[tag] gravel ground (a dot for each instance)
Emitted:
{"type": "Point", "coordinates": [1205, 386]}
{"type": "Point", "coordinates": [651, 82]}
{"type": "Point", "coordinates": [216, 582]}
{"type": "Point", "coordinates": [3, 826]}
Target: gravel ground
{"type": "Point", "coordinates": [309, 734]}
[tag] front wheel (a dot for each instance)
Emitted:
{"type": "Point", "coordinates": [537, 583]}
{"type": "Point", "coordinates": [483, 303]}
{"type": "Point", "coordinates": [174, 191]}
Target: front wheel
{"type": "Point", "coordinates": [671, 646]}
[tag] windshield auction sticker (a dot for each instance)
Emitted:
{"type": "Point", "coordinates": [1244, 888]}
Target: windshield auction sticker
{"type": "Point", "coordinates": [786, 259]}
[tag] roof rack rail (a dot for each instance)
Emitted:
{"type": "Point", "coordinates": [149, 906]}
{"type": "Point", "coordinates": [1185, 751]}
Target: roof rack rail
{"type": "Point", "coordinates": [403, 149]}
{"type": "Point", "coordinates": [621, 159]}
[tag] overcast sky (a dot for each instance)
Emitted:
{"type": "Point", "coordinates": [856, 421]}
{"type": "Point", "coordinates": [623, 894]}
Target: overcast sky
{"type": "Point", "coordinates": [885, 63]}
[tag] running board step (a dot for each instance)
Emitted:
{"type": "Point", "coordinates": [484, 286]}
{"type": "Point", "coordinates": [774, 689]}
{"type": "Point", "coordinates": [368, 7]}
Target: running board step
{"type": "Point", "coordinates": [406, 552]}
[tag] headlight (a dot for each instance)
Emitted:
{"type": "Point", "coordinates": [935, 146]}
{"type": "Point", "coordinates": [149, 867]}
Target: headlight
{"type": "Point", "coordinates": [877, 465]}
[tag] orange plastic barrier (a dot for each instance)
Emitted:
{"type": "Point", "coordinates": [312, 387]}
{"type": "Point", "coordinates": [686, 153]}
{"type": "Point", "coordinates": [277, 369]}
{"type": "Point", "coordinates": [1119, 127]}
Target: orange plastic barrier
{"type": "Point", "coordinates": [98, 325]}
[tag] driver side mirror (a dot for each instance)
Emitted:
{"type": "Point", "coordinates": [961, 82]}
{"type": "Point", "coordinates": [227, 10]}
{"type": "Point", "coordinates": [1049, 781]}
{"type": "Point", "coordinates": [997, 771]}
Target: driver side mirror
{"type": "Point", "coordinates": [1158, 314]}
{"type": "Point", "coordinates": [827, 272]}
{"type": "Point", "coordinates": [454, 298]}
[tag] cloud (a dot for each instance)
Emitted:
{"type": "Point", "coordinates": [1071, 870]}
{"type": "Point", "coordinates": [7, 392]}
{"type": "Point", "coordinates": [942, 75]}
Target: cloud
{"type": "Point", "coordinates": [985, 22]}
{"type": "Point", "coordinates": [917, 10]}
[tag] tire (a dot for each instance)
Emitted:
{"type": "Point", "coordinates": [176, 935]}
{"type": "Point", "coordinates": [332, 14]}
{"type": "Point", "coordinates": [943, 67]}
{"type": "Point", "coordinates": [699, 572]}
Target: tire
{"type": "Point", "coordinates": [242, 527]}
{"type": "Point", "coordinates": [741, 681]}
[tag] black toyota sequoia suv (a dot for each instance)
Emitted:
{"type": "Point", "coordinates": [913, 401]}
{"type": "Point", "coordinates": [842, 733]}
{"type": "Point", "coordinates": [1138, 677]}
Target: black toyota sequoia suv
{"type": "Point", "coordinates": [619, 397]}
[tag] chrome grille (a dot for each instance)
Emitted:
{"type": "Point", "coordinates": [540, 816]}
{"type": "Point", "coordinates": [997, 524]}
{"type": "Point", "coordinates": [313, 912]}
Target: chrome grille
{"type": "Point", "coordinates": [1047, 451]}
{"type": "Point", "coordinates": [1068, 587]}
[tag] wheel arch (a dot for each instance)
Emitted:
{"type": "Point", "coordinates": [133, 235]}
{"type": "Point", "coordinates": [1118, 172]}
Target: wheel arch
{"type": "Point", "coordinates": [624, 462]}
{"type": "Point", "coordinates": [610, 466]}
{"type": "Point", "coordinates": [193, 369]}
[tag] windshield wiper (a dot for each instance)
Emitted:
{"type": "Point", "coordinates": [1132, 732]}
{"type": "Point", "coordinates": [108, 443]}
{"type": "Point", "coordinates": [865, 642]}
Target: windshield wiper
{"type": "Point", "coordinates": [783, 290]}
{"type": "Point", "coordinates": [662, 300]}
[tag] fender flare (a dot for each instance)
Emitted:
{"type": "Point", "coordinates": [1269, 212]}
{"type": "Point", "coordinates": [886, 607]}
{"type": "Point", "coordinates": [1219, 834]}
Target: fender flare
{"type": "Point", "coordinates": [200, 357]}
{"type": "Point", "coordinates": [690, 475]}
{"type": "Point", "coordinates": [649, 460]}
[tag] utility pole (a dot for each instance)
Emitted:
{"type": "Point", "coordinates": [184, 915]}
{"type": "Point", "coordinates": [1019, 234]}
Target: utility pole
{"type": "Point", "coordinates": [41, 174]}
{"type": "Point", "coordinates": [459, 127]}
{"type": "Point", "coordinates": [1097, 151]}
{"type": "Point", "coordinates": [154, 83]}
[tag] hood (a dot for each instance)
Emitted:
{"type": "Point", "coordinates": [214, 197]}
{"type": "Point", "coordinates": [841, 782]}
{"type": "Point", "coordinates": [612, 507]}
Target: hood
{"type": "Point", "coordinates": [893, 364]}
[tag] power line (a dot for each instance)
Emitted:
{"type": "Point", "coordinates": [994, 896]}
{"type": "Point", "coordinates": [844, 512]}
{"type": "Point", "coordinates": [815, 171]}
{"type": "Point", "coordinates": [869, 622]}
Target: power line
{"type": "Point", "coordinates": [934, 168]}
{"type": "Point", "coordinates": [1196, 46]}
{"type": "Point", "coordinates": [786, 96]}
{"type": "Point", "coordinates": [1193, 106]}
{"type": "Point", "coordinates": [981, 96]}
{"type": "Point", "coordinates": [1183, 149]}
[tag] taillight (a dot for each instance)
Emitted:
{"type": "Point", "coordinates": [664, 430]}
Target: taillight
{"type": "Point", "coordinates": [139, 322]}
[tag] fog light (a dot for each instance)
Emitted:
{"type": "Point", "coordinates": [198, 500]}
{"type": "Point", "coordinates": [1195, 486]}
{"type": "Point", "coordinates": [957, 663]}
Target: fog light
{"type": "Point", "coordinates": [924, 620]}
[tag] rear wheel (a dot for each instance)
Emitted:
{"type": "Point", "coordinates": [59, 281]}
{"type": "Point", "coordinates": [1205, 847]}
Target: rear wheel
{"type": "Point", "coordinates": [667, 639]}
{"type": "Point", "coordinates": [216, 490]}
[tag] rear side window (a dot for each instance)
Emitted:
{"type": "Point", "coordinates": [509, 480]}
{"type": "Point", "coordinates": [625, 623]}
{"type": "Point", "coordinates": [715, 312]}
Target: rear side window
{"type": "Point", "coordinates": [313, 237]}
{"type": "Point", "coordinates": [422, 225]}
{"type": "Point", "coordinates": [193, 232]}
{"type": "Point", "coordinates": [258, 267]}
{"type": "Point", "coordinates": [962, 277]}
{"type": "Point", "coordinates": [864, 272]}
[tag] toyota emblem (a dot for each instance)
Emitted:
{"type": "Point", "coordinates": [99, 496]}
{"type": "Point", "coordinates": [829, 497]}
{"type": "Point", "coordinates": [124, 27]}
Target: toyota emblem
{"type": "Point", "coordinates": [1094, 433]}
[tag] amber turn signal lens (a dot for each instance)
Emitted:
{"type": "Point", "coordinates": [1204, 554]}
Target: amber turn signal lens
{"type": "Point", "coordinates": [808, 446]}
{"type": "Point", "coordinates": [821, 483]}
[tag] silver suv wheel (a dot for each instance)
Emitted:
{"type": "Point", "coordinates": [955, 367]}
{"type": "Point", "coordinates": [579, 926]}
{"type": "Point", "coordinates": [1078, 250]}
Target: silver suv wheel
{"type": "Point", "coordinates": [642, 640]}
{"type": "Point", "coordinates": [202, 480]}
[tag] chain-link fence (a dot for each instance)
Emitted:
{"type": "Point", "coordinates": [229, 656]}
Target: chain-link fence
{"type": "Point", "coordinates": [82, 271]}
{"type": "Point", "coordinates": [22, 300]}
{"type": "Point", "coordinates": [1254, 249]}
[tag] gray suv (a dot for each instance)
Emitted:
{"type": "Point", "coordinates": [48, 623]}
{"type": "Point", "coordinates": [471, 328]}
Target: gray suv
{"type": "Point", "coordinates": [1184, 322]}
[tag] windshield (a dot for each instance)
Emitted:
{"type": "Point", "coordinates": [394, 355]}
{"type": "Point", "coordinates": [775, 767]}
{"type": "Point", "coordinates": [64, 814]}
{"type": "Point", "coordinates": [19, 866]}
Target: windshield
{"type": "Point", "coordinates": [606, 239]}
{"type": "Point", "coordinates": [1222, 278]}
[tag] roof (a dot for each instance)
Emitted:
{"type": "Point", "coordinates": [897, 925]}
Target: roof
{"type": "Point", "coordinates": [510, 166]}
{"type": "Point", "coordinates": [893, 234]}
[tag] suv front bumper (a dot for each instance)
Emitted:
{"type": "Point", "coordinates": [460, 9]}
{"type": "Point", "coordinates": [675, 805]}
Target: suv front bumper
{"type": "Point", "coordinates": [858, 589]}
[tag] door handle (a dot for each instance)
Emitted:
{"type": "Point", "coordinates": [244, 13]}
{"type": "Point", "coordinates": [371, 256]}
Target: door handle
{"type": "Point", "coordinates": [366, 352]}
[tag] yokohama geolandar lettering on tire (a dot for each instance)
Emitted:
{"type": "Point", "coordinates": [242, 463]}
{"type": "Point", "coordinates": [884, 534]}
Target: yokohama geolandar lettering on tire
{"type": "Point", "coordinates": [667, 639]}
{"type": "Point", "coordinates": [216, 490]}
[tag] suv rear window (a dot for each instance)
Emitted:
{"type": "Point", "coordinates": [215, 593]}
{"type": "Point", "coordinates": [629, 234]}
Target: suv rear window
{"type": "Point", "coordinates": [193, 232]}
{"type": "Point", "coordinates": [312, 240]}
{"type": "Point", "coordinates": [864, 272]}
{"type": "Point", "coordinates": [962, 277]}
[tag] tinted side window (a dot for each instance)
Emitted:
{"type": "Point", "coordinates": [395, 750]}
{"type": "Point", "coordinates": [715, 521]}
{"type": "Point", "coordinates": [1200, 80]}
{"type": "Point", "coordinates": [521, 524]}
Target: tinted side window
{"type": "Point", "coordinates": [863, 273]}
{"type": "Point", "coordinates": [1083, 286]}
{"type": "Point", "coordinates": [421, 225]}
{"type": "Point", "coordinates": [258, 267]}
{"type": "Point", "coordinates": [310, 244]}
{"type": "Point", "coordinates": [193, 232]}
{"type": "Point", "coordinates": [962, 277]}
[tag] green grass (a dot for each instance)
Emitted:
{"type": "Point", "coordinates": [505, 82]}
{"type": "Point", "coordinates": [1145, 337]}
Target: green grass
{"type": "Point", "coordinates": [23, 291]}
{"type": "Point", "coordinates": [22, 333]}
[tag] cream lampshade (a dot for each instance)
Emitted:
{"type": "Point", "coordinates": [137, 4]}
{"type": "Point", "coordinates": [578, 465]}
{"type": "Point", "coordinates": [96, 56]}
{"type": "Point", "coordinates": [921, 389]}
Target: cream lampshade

WHAT TO PRODUCE: Filter the records down to the lines that contain the string "lampshade", and copy those lines.

EXERCISE RESPONSE:
[tag] cream lampshade (a dot for each instance)
Target: cream lampshade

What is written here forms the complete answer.